=== STATED PROBLEM ===
Using the road trip post below, decide whether each statement agrees with it: (a) the trip included fifty nights camping, (b) the travelers slept in their tent on night two, and (c) the lava rock at Craters of the Moon formed in a single eruption. Answer yes or no for each, quoting the words from the post that settle it.
>> Start PASSAGE SHOWN
Sunday, 1 September 2013

Farewell Road Trip (1): Phantom bears, icy caves and a real life Jurassic Park

A car does not encourage you to travel light
8 weeks, 12,000km, six US states, three Canadian national parks, and fifty nights under canvas: the spreadsheet for our final farewell road trip alone took six months to finalise. But it was well worth it...

Getting lost on the outskirts of Vancouver was not a good start, but things got more scenic as we travelled over the Cascade mountains and through the baking plains of Washington and Oregon to our first stop in Idaho.  Idaho has the largest area of wilderness (i.e. no roads or buildings) in the lower 48 states and two and a half hours on dirt roads took us just into its edge.

Night one campsite, OR, too hot for the fly-sheet at 39c
We'd picked the hike in the Frank Church wilderness as the guidebook said it would be 'less busy'. When we arrived at the deserted campground, with picnic tables still upturned and no water, we realised what that meant in the least populated state in the US. Slightly spooked by its emptiness, it's fair to say we over-reacted to the midnight snuffling outside our tent by spending night two sleeplessly in the car, watching for bears.  

Next day we picked a different mountain range to hike in; the jagged Sawtooths. Short, sharp, afternoon mountain thunderstorms would become a feature of the trip, but our first one caught us out and, despite still being 35 degrees, we chilled down pretty quickly.  Once we had them figured out though, it was pretty much the last inconvenient rain of the entire trip.

Suzie Q (the Subaru) spent a lot of the trip looking like this
Our next state was one of our favourite from last year: Utah.  Mainly desert, with incredible rock formations and weird wildlife, our first stop did not disappoint: the Craters of the Moon national monument. 618 square miles of spiky black laval rock formed during eight huge volcanic eruptions. It was an unexpected National Park service gem including hikes up an ancient cinder cone, into an underground desert cave with permanent ice and our first sighting of bats.
>> End PASSAGE SHOWN
>> Start DATASET
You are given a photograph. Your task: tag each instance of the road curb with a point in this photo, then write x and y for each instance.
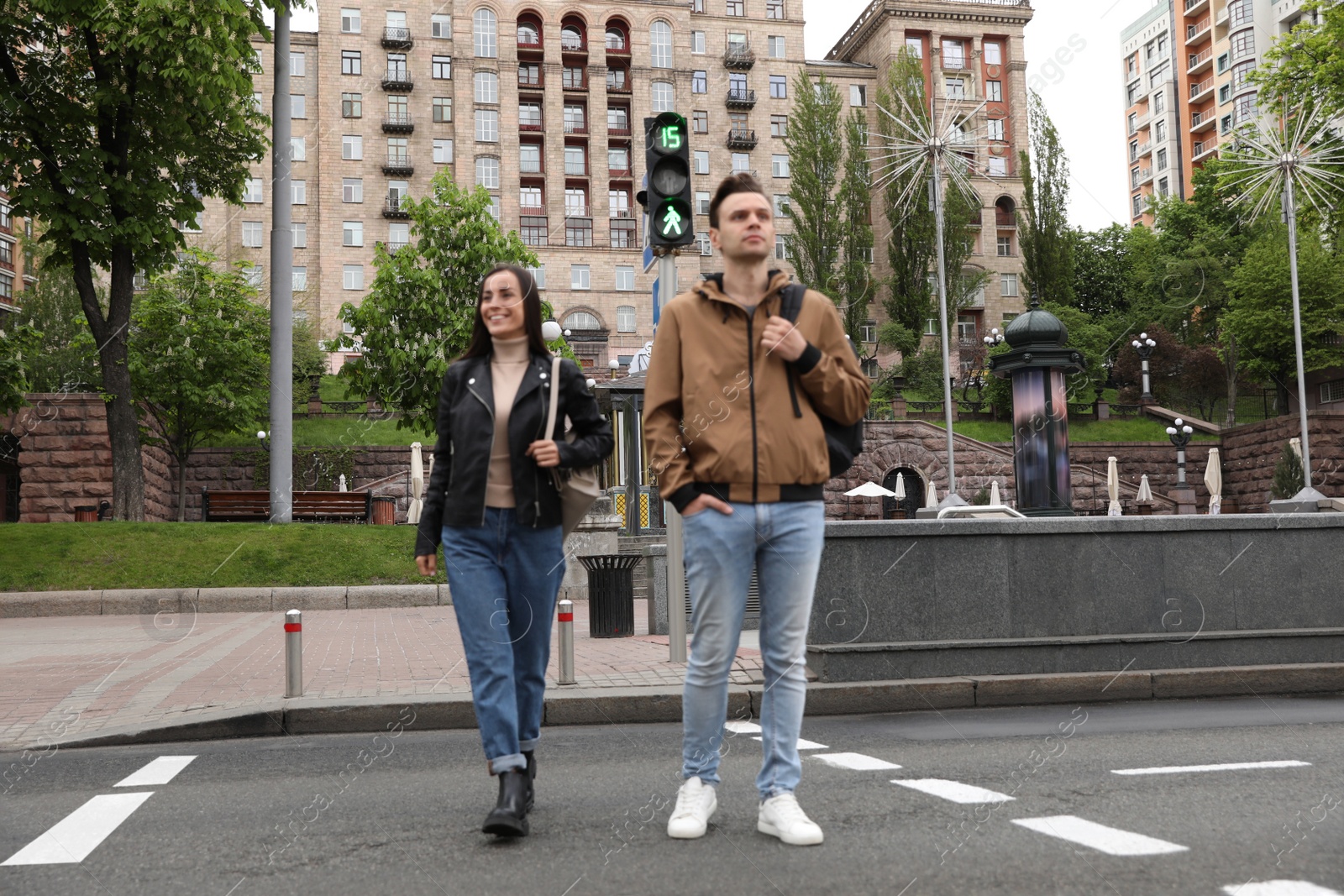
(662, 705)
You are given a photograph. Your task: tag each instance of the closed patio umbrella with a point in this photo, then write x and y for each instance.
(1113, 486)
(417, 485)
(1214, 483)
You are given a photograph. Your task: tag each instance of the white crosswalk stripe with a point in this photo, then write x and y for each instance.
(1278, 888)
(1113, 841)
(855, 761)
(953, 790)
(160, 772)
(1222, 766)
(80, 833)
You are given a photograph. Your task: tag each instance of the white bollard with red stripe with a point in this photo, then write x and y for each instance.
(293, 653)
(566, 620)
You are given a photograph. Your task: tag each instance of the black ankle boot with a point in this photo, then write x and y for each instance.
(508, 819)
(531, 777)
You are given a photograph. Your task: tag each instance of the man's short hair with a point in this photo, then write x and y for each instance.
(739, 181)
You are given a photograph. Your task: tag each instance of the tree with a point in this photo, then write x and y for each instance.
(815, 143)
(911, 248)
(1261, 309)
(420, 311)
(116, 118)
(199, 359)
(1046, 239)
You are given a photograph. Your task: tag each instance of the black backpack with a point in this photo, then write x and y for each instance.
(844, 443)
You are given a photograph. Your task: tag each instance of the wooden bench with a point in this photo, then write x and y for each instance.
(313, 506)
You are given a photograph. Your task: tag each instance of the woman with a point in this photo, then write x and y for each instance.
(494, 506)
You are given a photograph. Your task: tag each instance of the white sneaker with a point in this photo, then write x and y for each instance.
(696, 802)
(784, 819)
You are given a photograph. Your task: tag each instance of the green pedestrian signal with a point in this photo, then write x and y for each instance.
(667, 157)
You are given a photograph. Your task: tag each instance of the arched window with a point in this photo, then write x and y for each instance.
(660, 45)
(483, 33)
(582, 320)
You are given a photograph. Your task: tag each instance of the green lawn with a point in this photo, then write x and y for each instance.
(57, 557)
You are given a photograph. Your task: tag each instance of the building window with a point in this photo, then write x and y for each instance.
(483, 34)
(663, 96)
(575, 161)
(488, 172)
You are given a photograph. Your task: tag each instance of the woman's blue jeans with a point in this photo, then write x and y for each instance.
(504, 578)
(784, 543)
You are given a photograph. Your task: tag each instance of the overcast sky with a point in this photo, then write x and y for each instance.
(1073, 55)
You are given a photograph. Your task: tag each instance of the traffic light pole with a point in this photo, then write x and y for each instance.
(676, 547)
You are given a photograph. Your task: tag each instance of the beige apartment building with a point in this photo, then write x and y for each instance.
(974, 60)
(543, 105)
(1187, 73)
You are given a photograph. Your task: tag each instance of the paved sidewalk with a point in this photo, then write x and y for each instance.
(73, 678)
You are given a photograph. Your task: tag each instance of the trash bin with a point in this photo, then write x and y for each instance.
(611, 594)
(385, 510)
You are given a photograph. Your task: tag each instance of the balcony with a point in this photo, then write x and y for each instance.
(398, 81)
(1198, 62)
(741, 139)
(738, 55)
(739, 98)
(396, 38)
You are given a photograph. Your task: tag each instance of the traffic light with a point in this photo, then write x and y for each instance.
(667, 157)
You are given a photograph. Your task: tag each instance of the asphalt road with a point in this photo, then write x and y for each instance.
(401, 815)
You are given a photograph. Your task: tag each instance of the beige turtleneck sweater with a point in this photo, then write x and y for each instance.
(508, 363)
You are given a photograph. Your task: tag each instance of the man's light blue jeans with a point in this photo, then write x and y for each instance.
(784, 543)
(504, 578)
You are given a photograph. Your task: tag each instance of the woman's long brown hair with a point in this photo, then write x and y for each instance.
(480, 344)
>> End DATASET
>> Start DATASET
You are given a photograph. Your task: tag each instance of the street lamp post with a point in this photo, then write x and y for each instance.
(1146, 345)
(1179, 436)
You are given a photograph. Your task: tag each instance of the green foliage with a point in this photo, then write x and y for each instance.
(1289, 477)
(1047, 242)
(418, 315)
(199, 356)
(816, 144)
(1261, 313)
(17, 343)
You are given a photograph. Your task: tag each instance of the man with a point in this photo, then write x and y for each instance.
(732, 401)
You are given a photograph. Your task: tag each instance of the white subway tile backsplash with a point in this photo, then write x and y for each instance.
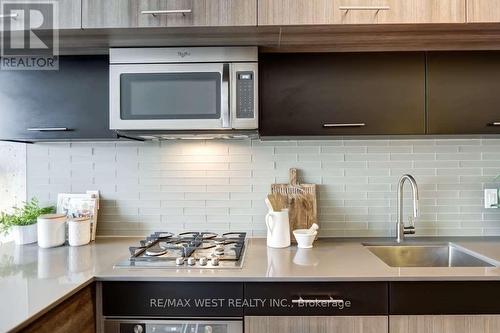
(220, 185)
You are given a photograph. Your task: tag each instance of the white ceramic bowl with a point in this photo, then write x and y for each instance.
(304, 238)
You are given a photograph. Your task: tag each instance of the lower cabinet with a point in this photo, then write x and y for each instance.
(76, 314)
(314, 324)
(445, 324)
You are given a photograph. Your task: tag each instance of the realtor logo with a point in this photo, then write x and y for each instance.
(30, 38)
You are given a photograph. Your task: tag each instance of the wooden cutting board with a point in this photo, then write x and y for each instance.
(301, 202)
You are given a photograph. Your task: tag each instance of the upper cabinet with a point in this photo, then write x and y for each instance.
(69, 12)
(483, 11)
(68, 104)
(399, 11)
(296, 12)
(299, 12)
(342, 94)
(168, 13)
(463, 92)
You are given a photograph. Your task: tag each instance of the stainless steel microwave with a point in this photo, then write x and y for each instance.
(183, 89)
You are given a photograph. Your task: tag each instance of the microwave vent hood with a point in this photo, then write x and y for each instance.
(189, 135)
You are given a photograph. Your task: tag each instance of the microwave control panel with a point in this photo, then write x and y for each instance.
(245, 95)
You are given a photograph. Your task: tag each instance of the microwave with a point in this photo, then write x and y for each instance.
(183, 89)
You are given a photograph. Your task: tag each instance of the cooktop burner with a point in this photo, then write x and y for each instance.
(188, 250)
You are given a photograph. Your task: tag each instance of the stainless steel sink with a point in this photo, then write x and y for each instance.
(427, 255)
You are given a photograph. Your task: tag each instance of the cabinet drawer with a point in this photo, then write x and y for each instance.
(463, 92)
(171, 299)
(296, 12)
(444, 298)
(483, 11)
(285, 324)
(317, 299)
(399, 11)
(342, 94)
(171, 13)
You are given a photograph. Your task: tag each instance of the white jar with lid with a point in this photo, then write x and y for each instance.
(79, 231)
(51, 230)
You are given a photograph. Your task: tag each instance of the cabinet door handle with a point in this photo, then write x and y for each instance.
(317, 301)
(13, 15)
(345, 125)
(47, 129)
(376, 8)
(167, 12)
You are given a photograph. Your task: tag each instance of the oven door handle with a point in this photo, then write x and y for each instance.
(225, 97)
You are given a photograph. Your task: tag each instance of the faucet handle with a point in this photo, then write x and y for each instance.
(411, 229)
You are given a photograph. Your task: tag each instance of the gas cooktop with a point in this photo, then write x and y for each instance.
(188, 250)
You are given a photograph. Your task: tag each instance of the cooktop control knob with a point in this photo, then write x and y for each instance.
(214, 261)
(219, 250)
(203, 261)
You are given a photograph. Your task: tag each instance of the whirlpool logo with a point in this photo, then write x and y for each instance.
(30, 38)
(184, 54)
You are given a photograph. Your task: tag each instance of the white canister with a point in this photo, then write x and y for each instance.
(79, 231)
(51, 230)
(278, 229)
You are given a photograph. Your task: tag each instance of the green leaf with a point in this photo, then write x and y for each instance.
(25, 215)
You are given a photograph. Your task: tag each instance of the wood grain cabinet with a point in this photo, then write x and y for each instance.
>> End DATASET
>> Start DATASET
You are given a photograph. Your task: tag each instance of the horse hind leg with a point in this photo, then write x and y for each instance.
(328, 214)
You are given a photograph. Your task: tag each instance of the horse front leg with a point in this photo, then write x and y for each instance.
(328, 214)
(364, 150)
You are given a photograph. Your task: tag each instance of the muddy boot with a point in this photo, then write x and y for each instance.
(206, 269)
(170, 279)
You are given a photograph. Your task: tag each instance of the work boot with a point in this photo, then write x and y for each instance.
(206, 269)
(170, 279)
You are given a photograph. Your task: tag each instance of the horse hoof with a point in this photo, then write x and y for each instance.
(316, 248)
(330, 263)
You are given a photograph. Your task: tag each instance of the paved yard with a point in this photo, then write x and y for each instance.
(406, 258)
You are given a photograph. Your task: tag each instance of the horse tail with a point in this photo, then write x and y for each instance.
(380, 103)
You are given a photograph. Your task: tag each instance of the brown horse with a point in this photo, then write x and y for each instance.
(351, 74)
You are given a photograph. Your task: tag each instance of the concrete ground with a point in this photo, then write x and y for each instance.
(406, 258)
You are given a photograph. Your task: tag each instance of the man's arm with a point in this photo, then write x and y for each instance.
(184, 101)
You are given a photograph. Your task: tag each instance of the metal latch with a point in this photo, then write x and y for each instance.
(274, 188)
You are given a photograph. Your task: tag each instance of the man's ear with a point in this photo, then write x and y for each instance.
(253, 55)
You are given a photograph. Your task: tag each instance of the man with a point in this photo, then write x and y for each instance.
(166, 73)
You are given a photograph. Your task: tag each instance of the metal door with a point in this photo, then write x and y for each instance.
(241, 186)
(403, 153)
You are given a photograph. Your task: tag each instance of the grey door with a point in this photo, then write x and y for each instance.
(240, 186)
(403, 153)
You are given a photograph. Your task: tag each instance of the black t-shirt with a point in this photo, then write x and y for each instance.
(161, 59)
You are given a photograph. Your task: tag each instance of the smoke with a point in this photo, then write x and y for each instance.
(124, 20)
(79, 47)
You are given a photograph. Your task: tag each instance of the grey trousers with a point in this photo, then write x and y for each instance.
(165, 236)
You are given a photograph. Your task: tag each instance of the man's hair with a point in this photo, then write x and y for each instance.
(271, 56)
>> End DATASET
=== COMPLETE RESPONSE ===
(a) Yes: "fifty nights under canvas"
(b) No: "spending night two sleeplessly in the car, watching for bears"
(c) No: "formed during eight huge volcanic eruptions"